DOCUMENT TEXT:

I think it has been about a year since I've written anything of value

Not that I necessarily blame myself; when all day, you're creating for other people, I think it's hard to create for yourself. And then the bigger question arises: why would I create for myself? What is the point of doing so?


There are a few main motivators in life (maybe just my life - maybe I shouldn't be posturing that these are the motivators in everyone's life):

  1. Love

  2. Money

  3. Respect

  4. Knowledge

  5. Happiness

Those are the vaguest words I can think of to describe what is likely much more complex than single or double syllable words can describe. I don't think writing brings me love, it definitely doesn't give me money. I doubt anyone even reads what I write - so respect is gone too. Plus I don't think I'm good enough of a writer to earn respect that way. Knowledge...maybe. But not really, because I learn when I read. When I write I'm more or less just regurgitating things I've thought about, been told, or generally picked up in my 23 years on this earth. And happiness... well, maybe writing makes me happy. But mostly it just tires me. Yet, here I am, sad that I haven't written in a year. I think this was mainly motivated by the fact that I have been reading some well-written, insightful books recently which is a welcome change from the trashy rom-coms I usually spend my time on. While those romance books entertain me immensely, allowing me to shut my brain off and just enjoy myself, and while I would never say that anyone should read serious books for any reason other than enjoyment, I have seemingly remembered how strong writing makes me feel. It makes me feel like there is purpose and importance to the mundane moments and feelings in life and that the things we see as big and important - important meetings at work, engagement ceremonies, births and deaths - while potentially life-changing aren't all that interesting.

Coordinate annotation entries
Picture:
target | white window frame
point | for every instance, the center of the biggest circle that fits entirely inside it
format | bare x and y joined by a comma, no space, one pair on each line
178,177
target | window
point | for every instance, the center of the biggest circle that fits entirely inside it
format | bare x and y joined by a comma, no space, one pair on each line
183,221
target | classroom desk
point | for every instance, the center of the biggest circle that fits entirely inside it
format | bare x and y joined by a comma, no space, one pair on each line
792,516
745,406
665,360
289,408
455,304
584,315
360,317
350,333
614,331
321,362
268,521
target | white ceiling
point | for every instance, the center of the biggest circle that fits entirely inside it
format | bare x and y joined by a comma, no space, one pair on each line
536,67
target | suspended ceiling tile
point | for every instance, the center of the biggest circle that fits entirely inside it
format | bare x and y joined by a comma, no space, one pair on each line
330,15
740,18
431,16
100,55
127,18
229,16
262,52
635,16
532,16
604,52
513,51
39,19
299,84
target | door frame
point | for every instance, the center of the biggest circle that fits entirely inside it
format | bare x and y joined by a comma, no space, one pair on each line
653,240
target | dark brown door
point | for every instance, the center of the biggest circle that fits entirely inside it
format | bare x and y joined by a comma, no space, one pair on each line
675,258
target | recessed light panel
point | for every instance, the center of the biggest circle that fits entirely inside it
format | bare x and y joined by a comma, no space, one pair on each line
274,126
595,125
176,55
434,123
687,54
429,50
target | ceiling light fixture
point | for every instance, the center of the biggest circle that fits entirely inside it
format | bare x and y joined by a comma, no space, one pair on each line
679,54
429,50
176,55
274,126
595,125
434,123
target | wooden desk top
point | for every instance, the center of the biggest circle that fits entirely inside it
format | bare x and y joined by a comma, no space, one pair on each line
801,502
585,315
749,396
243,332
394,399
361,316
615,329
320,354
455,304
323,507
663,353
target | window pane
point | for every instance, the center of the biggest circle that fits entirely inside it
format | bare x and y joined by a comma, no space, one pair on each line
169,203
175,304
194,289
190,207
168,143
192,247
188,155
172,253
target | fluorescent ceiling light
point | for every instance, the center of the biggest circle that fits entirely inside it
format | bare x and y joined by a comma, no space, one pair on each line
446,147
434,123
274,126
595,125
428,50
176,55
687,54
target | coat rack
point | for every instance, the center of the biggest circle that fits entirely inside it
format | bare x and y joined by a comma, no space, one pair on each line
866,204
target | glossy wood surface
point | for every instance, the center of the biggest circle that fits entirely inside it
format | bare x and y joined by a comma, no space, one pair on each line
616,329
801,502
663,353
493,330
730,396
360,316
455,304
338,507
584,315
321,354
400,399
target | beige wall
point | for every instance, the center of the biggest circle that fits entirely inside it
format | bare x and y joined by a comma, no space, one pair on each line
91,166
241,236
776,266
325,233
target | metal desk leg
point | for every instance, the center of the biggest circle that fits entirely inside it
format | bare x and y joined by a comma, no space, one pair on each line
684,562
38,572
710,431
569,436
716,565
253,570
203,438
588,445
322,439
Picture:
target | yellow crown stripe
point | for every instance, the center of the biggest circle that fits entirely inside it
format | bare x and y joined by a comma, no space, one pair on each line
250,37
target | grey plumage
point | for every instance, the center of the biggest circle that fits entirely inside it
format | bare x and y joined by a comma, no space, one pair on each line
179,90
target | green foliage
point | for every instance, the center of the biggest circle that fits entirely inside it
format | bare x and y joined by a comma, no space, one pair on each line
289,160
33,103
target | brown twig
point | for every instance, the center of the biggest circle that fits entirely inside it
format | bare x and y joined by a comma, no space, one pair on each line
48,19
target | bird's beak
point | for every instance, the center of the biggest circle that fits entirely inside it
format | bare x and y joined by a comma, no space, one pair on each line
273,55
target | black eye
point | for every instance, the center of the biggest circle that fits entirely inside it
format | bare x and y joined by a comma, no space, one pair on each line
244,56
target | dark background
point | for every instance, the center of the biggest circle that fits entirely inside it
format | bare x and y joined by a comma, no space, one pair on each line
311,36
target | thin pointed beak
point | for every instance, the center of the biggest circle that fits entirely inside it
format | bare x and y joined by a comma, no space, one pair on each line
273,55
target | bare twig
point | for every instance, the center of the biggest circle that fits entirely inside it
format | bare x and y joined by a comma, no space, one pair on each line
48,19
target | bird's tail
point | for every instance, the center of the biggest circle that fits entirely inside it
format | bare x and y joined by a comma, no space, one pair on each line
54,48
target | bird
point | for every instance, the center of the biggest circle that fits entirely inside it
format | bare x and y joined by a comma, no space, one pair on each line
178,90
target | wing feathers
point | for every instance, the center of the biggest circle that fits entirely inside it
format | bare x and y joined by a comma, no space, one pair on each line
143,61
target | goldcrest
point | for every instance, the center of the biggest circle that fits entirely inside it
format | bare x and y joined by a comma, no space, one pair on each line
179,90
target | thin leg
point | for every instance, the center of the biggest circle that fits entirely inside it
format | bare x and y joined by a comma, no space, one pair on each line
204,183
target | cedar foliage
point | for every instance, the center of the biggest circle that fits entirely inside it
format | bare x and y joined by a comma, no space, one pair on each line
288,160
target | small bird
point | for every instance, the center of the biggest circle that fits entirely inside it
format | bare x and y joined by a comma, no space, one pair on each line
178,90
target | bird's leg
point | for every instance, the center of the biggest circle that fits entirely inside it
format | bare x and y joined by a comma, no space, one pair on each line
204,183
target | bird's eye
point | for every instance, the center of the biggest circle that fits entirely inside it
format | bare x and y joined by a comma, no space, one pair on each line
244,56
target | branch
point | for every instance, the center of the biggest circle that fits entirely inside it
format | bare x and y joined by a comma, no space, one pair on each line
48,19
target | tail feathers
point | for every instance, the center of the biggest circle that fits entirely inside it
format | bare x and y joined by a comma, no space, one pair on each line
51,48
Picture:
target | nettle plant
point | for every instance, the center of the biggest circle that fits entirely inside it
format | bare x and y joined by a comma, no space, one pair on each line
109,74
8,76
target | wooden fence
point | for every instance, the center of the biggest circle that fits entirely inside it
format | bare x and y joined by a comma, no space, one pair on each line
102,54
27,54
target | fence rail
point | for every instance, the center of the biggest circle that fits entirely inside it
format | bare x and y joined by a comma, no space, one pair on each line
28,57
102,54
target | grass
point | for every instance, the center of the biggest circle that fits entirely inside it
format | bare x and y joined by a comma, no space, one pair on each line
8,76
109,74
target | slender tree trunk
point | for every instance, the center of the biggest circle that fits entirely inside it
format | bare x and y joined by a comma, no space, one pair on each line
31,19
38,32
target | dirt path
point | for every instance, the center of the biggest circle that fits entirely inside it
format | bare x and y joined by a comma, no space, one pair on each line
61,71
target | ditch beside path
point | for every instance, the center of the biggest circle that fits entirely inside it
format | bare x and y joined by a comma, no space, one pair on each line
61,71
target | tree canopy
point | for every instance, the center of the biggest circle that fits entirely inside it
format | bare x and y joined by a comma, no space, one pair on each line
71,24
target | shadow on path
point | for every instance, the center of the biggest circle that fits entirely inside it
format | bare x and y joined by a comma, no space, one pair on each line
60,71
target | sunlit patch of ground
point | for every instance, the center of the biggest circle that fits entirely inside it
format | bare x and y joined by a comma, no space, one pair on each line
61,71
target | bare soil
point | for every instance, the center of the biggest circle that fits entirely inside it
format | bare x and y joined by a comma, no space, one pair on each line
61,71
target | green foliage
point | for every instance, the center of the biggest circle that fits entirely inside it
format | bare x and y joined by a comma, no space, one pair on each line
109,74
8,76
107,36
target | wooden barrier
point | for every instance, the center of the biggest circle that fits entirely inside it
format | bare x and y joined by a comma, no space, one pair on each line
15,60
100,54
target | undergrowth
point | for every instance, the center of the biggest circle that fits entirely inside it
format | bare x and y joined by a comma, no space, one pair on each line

INSTRUCTION:
Extract the passage of the essay on writing from "Not that I necessarily" to "of doing so?". The records have nothing to do with the essay on writing.

ANSWER TO THIS EXERCISE:
Not that I necessarily blame myself; when all day, you're creating for other people, I think it's hard to create for yourself. And then the bigger question arises: why would I create for myself? What is the point of doing so?